• Problem:
The answer should consist of the full listing below, repeated exactly and free of pictures.

---------- Provided data

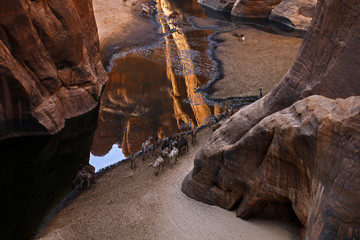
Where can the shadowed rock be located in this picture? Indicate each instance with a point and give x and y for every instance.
(254, 8)
(327, 65)
(295, 14)
(50, 65)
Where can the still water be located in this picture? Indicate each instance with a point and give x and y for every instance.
(150, 90)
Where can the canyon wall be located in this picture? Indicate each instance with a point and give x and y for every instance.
(50, 68)
(294, 14)
(304, 159)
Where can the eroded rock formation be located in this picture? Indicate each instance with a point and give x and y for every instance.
(224, 6)
(327, 65)
(50, 65)
(294, 13)
(254, 8)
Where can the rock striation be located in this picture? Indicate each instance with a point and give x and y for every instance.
(218, 5)
(296, 14)
(50, 64)
(254, 8)
(330, 137)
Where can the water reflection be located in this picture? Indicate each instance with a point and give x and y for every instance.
(37, 173)
(147, 88)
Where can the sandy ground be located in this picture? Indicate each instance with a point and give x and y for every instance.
(121, 25)
(136, 204)
(246, 72)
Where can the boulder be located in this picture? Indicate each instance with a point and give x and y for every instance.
(296, 14)
(327, 65)
(50, 65)
(254, 8)
(304, 158)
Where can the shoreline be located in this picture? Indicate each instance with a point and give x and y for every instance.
(134, 204)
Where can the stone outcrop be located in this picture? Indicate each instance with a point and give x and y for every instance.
(295, 14)
(50, 64)
(306, 155)
(218, 5)
(327, 65)
(254, 8)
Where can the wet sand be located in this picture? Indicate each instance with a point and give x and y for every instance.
(258, 62)
(121, 25)
(136, 204)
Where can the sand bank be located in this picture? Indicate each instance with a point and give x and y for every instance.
(136, 204)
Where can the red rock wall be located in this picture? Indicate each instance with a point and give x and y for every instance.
(328, 65)
(254, 8)
(50, 65)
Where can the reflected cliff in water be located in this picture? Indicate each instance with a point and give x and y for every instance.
(152, 90)
(37, 173)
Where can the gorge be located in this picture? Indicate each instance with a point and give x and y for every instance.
(292, 155)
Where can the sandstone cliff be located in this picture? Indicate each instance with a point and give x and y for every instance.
(50, 65)
(295, 14)
(327, 65)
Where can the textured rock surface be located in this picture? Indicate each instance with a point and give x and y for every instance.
(218, 5)
(254, 8)
(49, 64)
(327, 64)
(295, 14)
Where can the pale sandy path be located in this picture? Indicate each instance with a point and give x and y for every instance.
(120, 25)
(135, 204)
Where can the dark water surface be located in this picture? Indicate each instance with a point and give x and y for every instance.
(150, 90)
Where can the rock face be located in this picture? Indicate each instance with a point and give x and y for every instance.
(50, 65)
(254, 8)
(218, 5)
(304, 155)
(329, 71)
(295, 14)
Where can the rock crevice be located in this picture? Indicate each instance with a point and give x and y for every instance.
(49, 64)
(292, 152)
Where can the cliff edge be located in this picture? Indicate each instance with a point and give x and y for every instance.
(290, 150)
(50, 68)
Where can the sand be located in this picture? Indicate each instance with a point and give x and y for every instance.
(136, 204)
(246, 72)
(121, 25)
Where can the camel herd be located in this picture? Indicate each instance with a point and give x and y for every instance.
(167, 150)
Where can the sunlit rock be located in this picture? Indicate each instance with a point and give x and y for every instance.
(306, 156)
(295, 14)
(49, 65)
(218, 5)
(254, 8)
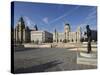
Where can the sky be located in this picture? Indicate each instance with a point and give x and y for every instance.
(53, 16)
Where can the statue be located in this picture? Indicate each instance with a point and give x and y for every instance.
(88, 33)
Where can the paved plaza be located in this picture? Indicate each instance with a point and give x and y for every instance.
(46, 59)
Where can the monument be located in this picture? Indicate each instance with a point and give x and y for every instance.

--------------------

• Response below:
Where can the shadowed rock be located in this picture? Indicate each instance with a point and give x and y for every instance.
(254, 8)
(327, 65)
(295, 14)
(50, 65)
Where can the still water be located in this picture? Indicate each instance with a point and give x and y for every instance.
(150, 90)
Where can the canyon wall be located in this picture? Indicate each instance with a point and give x and y for every instance.
(50, 68)
(294, 14)
(304, 159)
Where can the eroded rock formation be located in this picture? Indicate each instance with a point and give x and y for every instance.
(224, 6)
(327, 65)
(50, 65)
(294, 13)
(254, 8)
Where can the rock striation be located in this picture? Indicate each instance with a point and give x and y for every instance.
(218, 5)
(296, 14)
(50, 64)
(254, 8)
(330, 137)
Where can the water reflection be located in this picture? Indicate each instance with a point and give x and y for every instance.
(37, 173)
(147, 88)
Where can the sandy ground be located in this picture? Indicate each instance with a point and give x and y for every instance.
(121, 25)
(136, 204)
(246, 72)
Where can the boulder be located in this picture? Indicate each instance with a point and give x and y for every instance.
(296, 14)
(327, 65)
(50, 65)
(254, 8)
(304, 158)
Where can the shoreline be located in this picture? Indicate each instance with a point and give x and y for every instance.
(134, 204)
Where can the stone outcrop be located in this picture? Indicate each instance with a point and give x and y for every instance.
(295, 14)
(50, 64)
(306, 155)
(218, 5)
(327, 65)
(254, 8)
Where can the wet sand be located in this picture? Indicate each instance with a point and give x and y for every instance.
(258, 62)
(121, 25)
(136, 204)
Where can the sand bank be located in this picture? Indicate each instance with a point and give x and y for every instance.
(136, 204)
Where can the red rock wall be located in this picture? Indicate each instance with a point and give x and y for every instance.
(328, 65)
(254, 8)
(50, 65)
Where can the reflected cliff in water be located in this picture? Indicate each instance with a point and give x and y for every instance.
(152, 90)
(37, 173)
Where can the gorge be located in this picture? Indicate each instance with a point and give x and y for every instance.
(292, 155)
Where can the sandstone cliff be located in this picture? Indicate each instance with a point and give x and y for every instance.
(50, 65)
(295, 14)
(327, 65)
Where can the textured rock surface be located in this picture? Indicate each instance with a point and give x and y for every instance.
(218, 5)
(254, 8)
(49, 64)
(327, 64)
(295, 14)
Where can the pale sandy path be located in this picture? Indicate each instance with a point and give x and y for every instance.
(120, 25)
(135, 204)
Where can the dark water surface be located in this picture? Indicate each instance with a point and give x and y for every instance.
(150, 90)
Where can the rock face be located in this picture? Indicate each instance with a point and give x and y for every instance.
(50, 65)
(254, 8)
(218, 5)
(304, 155)
(329, 71)
(295, 14)
Where can the rock crevice be located in this picture? Indicate each instance with a point and give x and y for every instance.
(49, 64)
(292, 152)
Where can the cliff edge be located in this picture? Indicate each instance with a point and give x and y for every instance.
(290, 150)
(50, 68)
Where can the sand be located in this picture? Indicate each instance with a point and give x and y for every instance.
(136, 204)
(246, 72)
(121, 25)
Where can the camel herd be located in this picture? Indicate each instance with a point and give x and y for every instance.
(167, 150)
Where can the sunlit rock be located in this picture? Indicate each instance with a point and give x and y for every instance.
(306, 156)
(295, 14)
(49, 65)
(218, 5)
(254, 8)
Where can the sky be located in this picture? Indicate each instance with a point and give x and y for every instance.
(53, 16)
Where can the statue be located in this picture? Indicate each instance with a point and give x and y for every instance.
(88, 33)
Where can the paved plaza be located in this picture? Indicate each instance with a point and give x and y for every instance.
(46, 59)
Where can the monument be located in this picture? Indicate each instance with a point and give x and y for every instance.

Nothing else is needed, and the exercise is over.